Saved entries:
== == ==
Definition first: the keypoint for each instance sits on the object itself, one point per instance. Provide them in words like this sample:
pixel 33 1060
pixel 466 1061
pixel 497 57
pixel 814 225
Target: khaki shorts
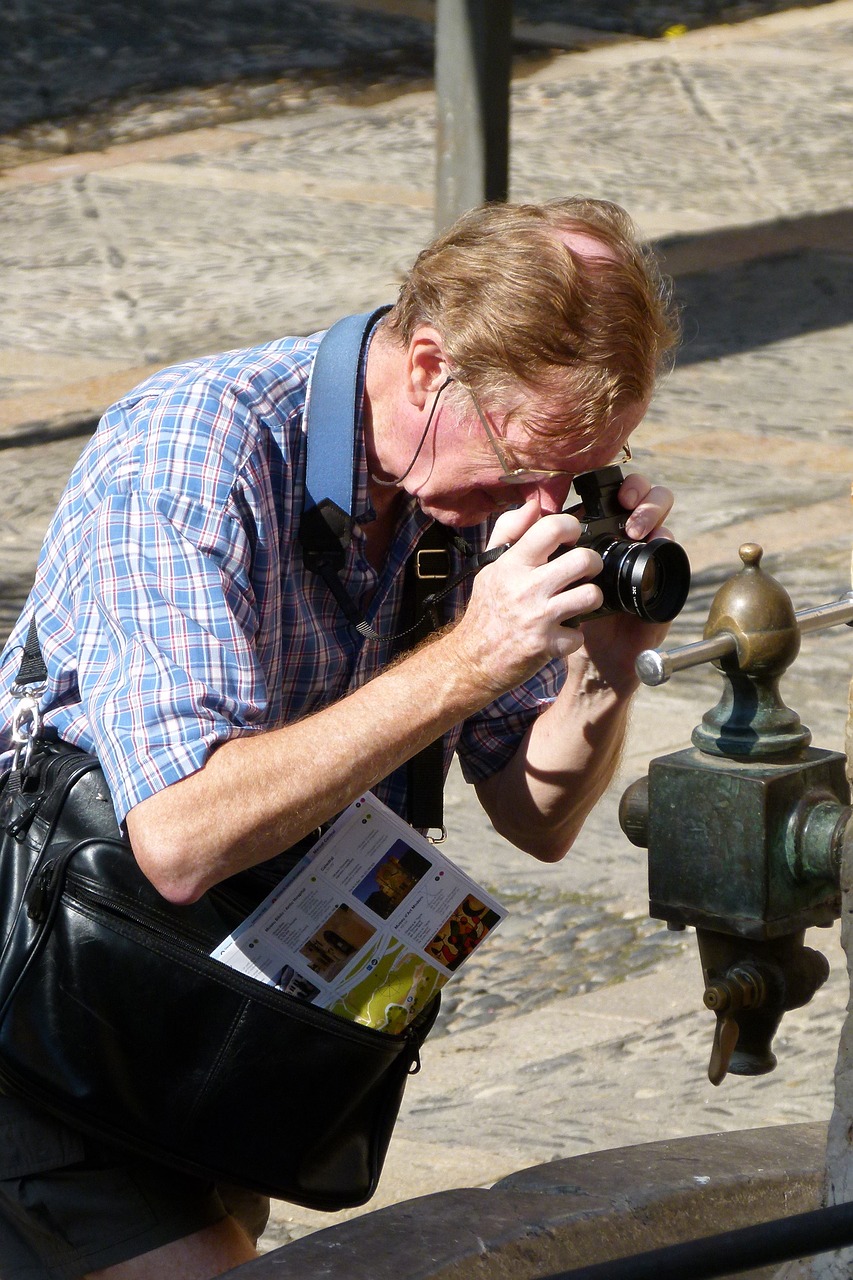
== == ==
What is being asked: From the entries, copy every line in which the string "pixel" can be found.

Response:
pixel 33 1060
pixel 466 1061
pixel 497 57
pixel 814 225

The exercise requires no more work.